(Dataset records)
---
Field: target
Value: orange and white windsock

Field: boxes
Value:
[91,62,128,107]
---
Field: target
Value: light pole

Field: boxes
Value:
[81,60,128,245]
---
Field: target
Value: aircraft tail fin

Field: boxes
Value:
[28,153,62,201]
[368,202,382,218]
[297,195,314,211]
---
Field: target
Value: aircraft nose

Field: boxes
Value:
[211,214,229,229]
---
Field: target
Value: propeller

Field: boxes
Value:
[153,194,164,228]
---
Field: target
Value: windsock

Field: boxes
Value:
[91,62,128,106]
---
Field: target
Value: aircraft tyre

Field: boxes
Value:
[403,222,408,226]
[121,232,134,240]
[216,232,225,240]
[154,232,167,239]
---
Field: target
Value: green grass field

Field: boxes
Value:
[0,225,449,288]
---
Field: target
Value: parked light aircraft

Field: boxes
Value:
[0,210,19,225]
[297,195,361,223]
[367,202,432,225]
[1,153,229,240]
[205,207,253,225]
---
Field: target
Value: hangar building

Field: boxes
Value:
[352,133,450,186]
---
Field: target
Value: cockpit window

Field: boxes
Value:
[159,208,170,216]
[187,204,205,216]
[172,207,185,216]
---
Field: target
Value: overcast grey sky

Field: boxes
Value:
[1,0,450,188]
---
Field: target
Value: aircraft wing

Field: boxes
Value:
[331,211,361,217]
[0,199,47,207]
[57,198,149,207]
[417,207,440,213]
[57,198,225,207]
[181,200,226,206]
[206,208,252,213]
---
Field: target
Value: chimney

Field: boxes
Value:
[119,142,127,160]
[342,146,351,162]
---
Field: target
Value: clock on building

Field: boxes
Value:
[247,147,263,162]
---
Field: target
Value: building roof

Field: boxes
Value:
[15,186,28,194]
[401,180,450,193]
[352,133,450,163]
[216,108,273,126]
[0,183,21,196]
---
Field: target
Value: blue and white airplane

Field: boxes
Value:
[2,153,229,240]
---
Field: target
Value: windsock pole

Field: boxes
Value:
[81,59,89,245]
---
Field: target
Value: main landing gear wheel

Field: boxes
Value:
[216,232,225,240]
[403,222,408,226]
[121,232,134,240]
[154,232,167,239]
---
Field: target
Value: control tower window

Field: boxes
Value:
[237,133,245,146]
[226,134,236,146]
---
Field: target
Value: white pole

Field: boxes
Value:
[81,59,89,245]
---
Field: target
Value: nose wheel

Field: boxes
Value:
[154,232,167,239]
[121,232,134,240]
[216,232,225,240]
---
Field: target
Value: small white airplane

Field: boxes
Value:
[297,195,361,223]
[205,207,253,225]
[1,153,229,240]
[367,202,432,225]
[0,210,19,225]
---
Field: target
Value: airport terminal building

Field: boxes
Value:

### Exercise
Give the data again. Keep every line identical.

### Task solution
---
Field: target
Value: orange and white windsock

Field: boxes
Value:
[91,62,128,107]
---
Field: target
Value: light pole

Field: boxes
Value:
[81,60,128,245]
---
Field: target
Value: aircraft tail fin

Field: boxes
Value:
[28,153,62,201]
[368,202,382,218]
[297,195,314,211]
---
Field: target
Value: aircraft nose

Field: boxes
Value:
[211,214,229,229]
---
Field: target
Value: propeller

Field: boxes
Value:
[153,194,164,228]
---
Field: target
Value: windsock

Field: boxes
Value:
[91,62,128,106]
---
Field: target
Value: aircraft tyre

Field: boxes
Value:
[403,222,408,226]
[121,232,134,240]
[216,232,225,240]
[154,232,167,239]
---
Field: target
Value: green grass field

Field: boxes
Value:
[0,225,449,288]
---
Field: target
Value: parked light aircraft

Field: boxes
Value:
[0,210,19,225]
[297,195,361,223]
[367,202,432,225]
[1,153,229,240]
[205,207,253,225]
---
Field: target
Value: hangar building

Field: boxes
Value:
[352,133,450,186]
---
Field: target
Value: cockpit window

Field: boxes
Value:
[159,208,170,216]
[187,204,205,216]
[172,207,185,216]
---
Field: target
Value: overcast grey sky

Field: boxes
Value:
[1,0,450,188]
---
Field: target
Value: aircraft wing

Field: boxes
Value:
[331,211,361,217]
[0,199,47,207]
[57,198,149,207]
[417,207,440,213]
[57,198,225,207]
[181,200,226,206]
[206,208,252,213]
---
Field: target
Value: chimney

Field: boxes
Value:
[119,142,127,160]
[342,146,351,162]
---
Field: target
Value: clock on building

Field: boxes
Value:
[247,147,263,162]
---
Field: target
Value: building roof

Field: boxes
Value:
[15,186,28,194]
[401,180,450,193]
[352,133,450,163]
[216,108,273,126]
[0,183,21,196]
---
Field: target
Value: blue and white airplane

Field: boxes
Value:
[2,153,229,240]
---
Field: target
Value: windsock pole

Field: boxes
Value:
[81,59,89,245]
---
Field: target
Value: main landing gear wheel

Field: boxes
Value:
[216,232,225,240]
[403,222,408,226]
[121,232,134,240]
[154,232,167,239]
---
Field: target
Value: control tower window

Field: boxes
Value:
[237,133,245,146]
[226,134,236,146]
---
Field: target
Value: white pole

Field: boxes
Value:
[81,59,89,245]
---
Field: target
Value: nose wheel

Field: boxes
Value:
[154,232,167,239]
[121,232,134,240]
[216,232,225,240]
---
Field: target
Value: small white airplane

Field: boxes
Value:
[297,195,361,223]
[205,207,253,225]
[1,153,229,240]
[367,202,432,225]
[0,210,19,225]
---
Field: target
Value: airport terminal building

Field: boxes
Value:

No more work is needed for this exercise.